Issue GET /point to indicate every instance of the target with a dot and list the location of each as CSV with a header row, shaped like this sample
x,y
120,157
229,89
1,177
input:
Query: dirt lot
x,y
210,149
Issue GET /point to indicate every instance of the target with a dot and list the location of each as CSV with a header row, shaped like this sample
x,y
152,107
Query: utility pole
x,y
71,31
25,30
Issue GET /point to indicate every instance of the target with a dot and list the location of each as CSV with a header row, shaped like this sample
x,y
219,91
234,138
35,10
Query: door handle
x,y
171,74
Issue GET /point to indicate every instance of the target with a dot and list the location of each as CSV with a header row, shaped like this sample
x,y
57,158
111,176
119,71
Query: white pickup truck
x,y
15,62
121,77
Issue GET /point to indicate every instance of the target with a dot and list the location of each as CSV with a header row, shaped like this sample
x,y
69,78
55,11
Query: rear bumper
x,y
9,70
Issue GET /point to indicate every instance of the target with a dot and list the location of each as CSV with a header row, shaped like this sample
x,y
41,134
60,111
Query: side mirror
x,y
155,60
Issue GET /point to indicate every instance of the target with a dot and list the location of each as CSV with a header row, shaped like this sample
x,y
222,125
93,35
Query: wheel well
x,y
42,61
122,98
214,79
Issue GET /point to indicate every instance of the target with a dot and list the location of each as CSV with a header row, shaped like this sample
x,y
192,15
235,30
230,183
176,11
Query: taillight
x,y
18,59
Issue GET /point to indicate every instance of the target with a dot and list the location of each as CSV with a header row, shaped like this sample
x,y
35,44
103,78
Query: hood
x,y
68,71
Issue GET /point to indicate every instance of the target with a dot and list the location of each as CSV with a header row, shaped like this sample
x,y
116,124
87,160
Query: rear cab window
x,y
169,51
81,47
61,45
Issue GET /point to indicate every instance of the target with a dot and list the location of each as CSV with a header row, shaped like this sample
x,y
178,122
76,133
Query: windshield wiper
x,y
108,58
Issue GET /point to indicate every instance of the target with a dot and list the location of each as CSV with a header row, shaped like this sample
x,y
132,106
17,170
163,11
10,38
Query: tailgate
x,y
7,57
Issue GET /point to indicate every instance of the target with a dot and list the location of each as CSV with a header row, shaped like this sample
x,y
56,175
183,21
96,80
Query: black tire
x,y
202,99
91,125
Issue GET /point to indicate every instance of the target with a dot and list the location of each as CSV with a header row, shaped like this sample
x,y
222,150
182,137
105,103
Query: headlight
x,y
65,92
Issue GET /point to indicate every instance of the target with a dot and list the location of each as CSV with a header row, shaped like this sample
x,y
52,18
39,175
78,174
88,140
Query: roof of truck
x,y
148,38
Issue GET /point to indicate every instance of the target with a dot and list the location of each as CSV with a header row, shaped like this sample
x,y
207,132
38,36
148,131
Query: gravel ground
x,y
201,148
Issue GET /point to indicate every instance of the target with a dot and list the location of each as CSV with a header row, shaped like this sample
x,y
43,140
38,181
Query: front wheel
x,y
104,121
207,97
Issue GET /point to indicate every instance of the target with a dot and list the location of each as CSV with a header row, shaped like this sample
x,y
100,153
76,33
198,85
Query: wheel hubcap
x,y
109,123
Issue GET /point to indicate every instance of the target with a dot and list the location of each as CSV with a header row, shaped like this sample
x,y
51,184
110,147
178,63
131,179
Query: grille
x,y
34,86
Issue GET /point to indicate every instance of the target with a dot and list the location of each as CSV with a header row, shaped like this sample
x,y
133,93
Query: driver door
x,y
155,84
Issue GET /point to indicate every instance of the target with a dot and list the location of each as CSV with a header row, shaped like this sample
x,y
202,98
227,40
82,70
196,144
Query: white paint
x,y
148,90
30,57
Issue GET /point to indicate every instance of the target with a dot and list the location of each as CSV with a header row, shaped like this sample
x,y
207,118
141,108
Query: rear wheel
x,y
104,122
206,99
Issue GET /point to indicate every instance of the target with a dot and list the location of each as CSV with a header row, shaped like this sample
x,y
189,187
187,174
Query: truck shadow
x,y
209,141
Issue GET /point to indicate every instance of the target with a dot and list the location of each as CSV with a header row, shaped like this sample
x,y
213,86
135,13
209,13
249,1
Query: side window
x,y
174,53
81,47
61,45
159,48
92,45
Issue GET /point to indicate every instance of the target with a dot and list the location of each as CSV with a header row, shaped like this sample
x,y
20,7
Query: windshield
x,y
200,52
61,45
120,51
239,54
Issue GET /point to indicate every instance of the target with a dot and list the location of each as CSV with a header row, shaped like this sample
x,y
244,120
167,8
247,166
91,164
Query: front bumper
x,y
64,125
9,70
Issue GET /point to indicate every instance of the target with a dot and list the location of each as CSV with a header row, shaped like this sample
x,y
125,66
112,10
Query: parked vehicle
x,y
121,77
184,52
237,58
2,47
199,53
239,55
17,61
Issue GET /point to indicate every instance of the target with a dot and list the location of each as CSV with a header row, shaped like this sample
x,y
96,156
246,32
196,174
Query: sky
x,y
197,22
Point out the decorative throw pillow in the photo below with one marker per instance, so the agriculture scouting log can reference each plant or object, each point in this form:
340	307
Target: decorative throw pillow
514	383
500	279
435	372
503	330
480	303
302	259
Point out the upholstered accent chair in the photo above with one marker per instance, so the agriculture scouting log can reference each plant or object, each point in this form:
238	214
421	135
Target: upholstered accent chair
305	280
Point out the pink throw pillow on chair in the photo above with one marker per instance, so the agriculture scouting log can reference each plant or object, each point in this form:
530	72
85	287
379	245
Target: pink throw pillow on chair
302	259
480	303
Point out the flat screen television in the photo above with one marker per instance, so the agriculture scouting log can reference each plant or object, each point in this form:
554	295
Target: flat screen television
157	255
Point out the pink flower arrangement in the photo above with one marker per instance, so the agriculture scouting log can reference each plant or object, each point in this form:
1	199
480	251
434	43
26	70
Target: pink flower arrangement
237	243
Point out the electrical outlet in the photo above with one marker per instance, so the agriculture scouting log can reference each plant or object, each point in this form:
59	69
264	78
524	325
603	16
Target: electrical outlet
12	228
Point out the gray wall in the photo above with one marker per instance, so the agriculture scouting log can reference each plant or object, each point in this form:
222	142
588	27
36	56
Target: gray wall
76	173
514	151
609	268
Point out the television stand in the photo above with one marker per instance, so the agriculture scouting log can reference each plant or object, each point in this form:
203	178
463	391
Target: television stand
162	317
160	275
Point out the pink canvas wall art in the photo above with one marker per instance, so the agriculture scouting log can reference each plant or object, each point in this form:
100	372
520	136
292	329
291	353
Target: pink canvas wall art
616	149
---
Extract all of the data exactly as written.

Issue GET /point to indicate every instance of the target with a dot and list the location of each as CSV with a header row, shaped like this sample
x,y
120,157
229,89
1,177
input:
Query: dirt lot
x,y
210,149
Issue GET /point to indicate every instance of the target with a dot and list the location of each as CSV with a header row, shaped like this sample
x,y
152,107
Query: utility pole
x,y
71,31
25,30
Issue GET /point to indicate every instance of the target with a dot and list the location of each as CSV with a header row, shaped like this sample
x,y
219,91
234,138
35,10
Query: door handle
x,y
171,74
Issue GET /point to indicate every instance of the target with a dot and list the location of each as CSV with a header row, shaped like this sample
x,y
57,158
111,176
119,71
Query: white pickup truck
x,y
15,62
121,77
Issue GET /point to indicate every instance of the target with a dot and list the location of each as CSV with a header row, shaped like this sample
x,y
69,78
55,11
Query: rear bumper
x,y
9,70
Issue GET /point to indicate every instance of the target with a dot and list the location of each as CSV with a header row, shaped like this sample
x,y
41,134
60,111
Query: side mirror
x,y
155,60
Issue GET /point to indicate every instance of the target with a dot and list the location of each as CSV with a header row, shaped like this sample
x,y
222,125
93,35
Query: wheel well
x,y
42,61
122,98
214,79
Issue GET /point to indicate every instance of the target with a dot and list the location of each as CSV with a header row, shaped like this sample
x,y
192,15
235,30
230,183
176,11
Query: taillight
x,y
18,59
Issue GET /point to indicate every instance of the target with a dot and list the location of each as CSV with a header row, shaped like this sample
x,y
35,44
103,78
Query: hood
x,y
68,71
Issue GET /point to indicate every instance of the target with a dot and list the location of each as CSV with a header row, shaped like this sample
x,y
116,124
87,160
Query: rear cab window
x,y
169,51
81,47
61,45
Issue GET /point to indicate every instance of the target with a dot and list the location of each as CSV with a header row, shaped like this sample
x,y
178,122
76,133
Query: windshield wiper
x,y
108,58
Issue GET /point to indicate every instance of the target with a dot and list the location of each as CSV with a header row, shaped like this sample
x,y
132,106
17,170
163,11
10,38
Query: tailgate
x,y
7,57
Issue GET /point to indicate every instance of the target with a dot and list the location of each as CSV with a header row, shaped like this sample
x,y
56,175
183,21
96,80
Query: black tire
x,y
202,99
91,125
Issue GET /point to indicate every instance of the target with a dot and list the location of each as CSV with a header row, shaped like this sample
x,y
222,150
182,137
105,103
Query: headlight
x,y
65,92
Issue GET /point to indicate every instance of the target with a dot and list the location of each as CSV with a header row, shaped like this sample
x,y
52,18
39,175
78,174
88,140
Query: roof of truck
x,y
148,38
Issue GET /point to indicate every instance of the target with a dot and list the location of each as CSV with a header row, shaped like this sample
x,y
207,132
38,36
148,131
Query: gravel ground
x,y
201,148
Issue GET /point to indicate every instance of the target with a dot and list the location of each as CSV with a header row, shaped like this sample
x,y
43,140
38,181
Query: front wheel
x,y
104,121
207,97
Issue GET /point to indicate every instance of the target with a dot and list the location of each as CSV with a header row, shaped like this sample
x,y
100,153
76,33
198,85
Query: wheel hubcap
x,y
109,123
Issue GET /point to indicate every instance of the target with a dot and list the location of each as CSV with a header row, shaped like this sample
x,y
51,184
110,147
178,63
131,179
Query: grille
x,y
34,86
Issue GET /point to indicate every instance of the target with a dot and list the location of each as CSV with a header row, shaped like this sample
x,y
133,93
Query: driver door
x,y
155,84
Issue GET /point to indicate every instance of the target with a dot and list the location of each as CSV with a header row, shaped like this sample
x,y
202,98
227,40
82,70
196,144
Query: white paint
x,y
148,90
30,57
Issue GET /point to indicate every instance of the target with a dot and list the location of each as CSV with a header row, shaped like this sample
x,y
207,118
141,108
Query: rear wheel
x,y
104,122
206,99
Issue GET /point to indicate every instance of the target with a dot and list the location of each as CSV with a header row, shaped like this sample
x,y
189,187
187,174
Query: truck shadow
x,y
209,141
Issue GET /point to indicate every instance of the target with a dot and list the location of each as CSV with a header row, shaped like this sample
x,y
213,86
135,13
209,13
249,1
Query: side window
x,y
174,53
81,47
61,45
159,48
92,45
Issue GET /point to indicate every instance of the target with a dot and list the location of each as CSV with a header row, shaped like this sample
x,y
20,7
Query: windshield
x,y
200,52
61,45
120,51
239,54
Issue GET /point to indicate every instance of the target with a dot and list the location of each as CSV with a header row, shaped like this sample
x,y
244,120
167,8
247,166
91,164
Query: front bumper
x,y
64,125
9,70
Issue GET /point to indicate every instance of the target with a dot and list the location of each as CSV with a header row, shaped like this sample
x,y
125,66
112,10
Query: parked vehicle
x,y
121,77
184,52
237,58
2,47
199,53
239,55
17,61
Issue GET /point to indicate every instance of the target with a dot and list the location of each as CSV with a header row, shaped like this sample
x,y
96,156
246,32
196,174
Query: sky
x,y
197,22
Point out the decorative throw pillow in the photo below with one marker per instance, so the agriculture scouting log can reference each plant or object, each point in this form:
340	307
Target: decorative throw pillow
514	383
500	279
435	372
503	330
480	303
302	259
Point out the upholstered accent chair in the photo above with one marker per instance, so the agriculture scouting log can reference each plant or object, each point in this form:
238	214
421	135
Target: upholstered accent chair
305	280
Point out the pink throw pillow on chair in the photo above with one marker per instance, so the agriculture scouting log can reference each plant or object, each point in this form:
530	72
85	287
379	245
Target: pink throw pillow on chair
302	259
480	303
Point out the flat screen television in the photo above with one marker per instance, so the agriculture scouting log can reference each plant or object, each point in this form:
554	295
Target: flat screen television
157	255
Point out the pink flower arrangement in the photo above with one marker per instance, so the agriculture scouting log can reference each plant or object, each point in this form:
1	199
480	251
434	43
26	70
Target: pink flower arrangement
237	243
Point out the electrical outlet in the photo above with one marker per instance, so the agriculture scouting log can reference each plant or object, each point in this form:
59	69
264	78
524	325
603	16
Target: electrical outlet
12	228
Point out the gray wall in the photo above with one marker per instance, so the agriculture scouting log can reference each plant or object, each point in this form:
222	142
588	27
36	56
Target: gray wall
76	173
514	151
609	268
Point out the television stand in the photo above with one marker per instance, so the agriculture scouting log can reference each plant or object, each point in this form:
203	178
463	391
Target: television stand
162	317
160	275
Point out the pink canvas wall art in the photo above with one marker per instance, so the agriculture scouting log can reference each plant or object, each point in this form:
100	372
520	136
292	329
291	353
Target: pink canvas wall art
616	149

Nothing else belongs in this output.